[Point-per-instance localization data]
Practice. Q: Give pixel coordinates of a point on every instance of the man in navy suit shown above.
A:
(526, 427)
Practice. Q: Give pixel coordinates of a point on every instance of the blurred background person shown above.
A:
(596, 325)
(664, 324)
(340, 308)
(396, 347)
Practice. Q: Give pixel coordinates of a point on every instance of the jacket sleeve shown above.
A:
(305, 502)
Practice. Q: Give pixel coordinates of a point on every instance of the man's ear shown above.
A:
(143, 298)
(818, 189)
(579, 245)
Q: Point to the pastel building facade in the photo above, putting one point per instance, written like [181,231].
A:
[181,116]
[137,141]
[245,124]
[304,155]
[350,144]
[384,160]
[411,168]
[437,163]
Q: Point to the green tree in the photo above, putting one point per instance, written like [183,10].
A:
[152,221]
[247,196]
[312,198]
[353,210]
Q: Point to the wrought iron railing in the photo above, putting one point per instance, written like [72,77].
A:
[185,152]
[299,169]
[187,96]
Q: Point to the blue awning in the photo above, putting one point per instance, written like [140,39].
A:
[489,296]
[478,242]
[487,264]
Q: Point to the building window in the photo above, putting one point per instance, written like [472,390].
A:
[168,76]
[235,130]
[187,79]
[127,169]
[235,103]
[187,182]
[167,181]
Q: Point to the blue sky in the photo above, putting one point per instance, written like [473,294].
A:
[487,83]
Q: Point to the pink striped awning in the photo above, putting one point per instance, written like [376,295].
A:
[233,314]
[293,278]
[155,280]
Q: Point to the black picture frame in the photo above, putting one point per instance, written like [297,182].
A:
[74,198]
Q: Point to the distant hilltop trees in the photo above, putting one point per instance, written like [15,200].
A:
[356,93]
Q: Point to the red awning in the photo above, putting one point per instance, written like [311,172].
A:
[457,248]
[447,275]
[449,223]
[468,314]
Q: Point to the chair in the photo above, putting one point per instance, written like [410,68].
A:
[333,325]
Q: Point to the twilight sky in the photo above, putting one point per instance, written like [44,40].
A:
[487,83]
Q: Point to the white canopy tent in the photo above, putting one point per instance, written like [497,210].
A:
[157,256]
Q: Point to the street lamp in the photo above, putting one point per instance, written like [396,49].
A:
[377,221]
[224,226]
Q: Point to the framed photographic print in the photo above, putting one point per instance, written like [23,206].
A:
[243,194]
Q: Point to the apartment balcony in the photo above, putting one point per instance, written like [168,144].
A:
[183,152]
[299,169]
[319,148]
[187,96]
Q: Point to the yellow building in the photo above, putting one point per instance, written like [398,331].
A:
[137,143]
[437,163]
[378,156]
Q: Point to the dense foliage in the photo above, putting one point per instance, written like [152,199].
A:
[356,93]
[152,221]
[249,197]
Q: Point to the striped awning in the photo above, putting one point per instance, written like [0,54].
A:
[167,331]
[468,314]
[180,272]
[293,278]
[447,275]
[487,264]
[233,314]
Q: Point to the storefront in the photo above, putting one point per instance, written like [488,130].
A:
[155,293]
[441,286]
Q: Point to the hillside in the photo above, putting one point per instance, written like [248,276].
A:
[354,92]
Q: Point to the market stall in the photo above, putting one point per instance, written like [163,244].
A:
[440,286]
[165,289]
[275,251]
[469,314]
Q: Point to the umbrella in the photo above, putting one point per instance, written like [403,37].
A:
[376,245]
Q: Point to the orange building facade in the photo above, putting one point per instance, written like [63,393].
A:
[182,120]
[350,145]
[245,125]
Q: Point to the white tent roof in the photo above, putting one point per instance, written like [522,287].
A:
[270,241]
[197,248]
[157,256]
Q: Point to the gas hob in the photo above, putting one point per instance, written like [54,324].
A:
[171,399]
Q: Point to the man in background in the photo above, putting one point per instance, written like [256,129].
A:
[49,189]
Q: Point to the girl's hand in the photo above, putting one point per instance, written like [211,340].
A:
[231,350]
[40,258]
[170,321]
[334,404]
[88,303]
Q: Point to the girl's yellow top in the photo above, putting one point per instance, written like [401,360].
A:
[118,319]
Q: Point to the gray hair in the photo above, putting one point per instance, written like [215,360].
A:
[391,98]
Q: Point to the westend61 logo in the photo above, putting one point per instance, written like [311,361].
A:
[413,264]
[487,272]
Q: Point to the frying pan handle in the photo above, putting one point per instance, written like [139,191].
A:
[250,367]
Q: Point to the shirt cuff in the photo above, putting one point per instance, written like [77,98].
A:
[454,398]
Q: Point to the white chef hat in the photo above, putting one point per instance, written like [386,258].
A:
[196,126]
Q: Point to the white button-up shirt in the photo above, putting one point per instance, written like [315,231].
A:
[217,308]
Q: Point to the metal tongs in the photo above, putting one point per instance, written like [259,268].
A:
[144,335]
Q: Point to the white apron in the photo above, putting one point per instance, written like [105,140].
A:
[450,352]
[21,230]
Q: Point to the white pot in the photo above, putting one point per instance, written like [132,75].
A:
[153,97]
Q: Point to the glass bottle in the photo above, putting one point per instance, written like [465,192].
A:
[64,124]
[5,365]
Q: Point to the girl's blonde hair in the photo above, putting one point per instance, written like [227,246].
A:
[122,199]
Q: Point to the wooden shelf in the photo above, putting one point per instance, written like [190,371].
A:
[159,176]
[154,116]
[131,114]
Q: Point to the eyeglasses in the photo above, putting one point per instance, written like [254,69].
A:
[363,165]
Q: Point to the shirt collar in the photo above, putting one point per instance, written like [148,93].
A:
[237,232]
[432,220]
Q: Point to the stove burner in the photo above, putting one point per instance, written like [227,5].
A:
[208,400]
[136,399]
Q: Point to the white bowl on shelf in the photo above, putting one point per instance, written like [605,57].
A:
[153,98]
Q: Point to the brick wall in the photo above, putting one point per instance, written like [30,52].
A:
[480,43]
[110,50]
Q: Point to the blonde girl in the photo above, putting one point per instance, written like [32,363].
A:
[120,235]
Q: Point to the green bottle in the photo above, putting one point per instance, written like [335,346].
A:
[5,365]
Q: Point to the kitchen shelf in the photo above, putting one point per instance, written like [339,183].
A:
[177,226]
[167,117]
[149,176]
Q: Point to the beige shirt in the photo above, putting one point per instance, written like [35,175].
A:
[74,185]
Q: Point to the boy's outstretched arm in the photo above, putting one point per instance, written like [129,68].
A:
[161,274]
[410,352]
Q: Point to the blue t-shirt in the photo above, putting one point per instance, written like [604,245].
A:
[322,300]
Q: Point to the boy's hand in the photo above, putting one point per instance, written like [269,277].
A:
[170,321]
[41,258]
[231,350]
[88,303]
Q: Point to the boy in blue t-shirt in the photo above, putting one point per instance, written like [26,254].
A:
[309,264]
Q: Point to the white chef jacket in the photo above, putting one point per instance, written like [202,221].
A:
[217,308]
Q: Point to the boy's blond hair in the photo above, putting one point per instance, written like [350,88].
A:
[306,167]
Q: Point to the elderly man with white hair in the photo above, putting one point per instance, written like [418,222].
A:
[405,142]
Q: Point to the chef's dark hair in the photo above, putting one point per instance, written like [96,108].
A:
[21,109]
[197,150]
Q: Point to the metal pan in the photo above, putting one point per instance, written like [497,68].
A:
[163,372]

__WHAT YOU NEED TO DO__:
Could you copy exactly the lines from the one containing "Q: Point to the chef's" through the end of the records above, and nothing more?

__SOLUTION__:
Q: Point to the chef's dark hair in the photo above, putting one point per instance, written like [96,108].
A:
[21,109]
[197,150]
Q: Point to the metal pan in the photo above, putting one point per instance, written like [497,68].
A:
[163,372]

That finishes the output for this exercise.